§ **Task statement**
List every line in the records that contains the word "building", copying each one in full.

§ **Extracted material**
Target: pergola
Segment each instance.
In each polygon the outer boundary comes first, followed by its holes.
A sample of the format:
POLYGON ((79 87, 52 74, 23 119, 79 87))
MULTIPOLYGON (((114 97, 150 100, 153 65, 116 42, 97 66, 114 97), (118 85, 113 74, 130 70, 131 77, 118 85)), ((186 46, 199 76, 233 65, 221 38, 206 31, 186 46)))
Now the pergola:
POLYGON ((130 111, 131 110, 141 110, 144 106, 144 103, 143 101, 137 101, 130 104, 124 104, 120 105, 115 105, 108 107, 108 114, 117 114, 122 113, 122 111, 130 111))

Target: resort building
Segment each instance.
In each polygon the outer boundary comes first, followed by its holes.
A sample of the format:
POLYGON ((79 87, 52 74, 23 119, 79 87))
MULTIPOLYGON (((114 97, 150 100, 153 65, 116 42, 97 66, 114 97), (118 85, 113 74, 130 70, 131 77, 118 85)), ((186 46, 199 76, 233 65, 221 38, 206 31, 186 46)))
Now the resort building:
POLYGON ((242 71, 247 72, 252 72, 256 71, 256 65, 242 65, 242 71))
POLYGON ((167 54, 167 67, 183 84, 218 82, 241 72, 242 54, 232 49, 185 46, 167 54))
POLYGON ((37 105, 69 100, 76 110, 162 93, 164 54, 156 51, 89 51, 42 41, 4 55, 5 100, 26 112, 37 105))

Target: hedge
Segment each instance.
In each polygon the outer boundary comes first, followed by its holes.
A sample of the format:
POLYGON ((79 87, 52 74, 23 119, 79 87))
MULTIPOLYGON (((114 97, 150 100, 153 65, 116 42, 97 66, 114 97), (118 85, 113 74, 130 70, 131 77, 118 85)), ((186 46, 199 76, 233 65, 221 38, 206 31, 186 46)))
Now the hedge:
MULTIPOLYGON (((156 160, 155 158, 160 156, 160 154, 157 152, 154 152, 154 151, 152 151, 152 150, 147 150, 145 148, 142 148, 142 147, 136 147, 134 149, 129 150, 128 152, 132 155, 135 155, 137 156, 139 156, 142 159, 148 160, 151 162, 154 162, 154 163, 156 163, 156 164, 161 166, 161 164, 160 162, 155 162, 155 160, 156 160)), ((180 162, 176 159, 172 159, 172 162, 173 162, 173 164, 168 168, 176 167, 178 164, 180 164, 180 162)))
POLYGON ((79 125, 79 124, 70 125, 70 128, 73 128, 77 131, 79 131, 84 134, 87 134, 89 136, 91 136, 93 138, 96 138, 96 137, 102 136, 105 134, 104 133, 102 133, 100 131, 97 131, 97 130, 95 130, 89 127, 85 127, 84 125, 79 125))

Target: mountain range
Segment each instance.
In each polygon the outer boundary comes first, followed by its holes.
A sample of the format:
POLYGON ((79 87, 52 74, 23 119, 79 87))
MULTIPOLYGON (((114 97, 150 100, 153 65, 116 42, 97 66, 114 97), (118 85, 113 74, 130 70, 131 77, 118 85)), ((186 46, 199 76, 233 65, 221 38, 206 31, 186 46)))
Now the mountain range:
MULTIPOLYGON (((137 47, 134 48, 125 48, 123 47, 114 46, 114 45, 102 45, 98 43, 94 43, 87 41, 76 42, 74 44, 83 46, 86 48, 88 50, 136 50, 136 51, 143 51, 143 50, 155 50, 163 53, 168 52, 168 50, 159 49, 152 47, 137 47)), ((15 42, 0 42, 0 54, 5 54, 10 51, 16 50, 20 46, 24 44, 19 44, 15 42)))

§ **Exercise solution**
Target: resort building
Now the resort building:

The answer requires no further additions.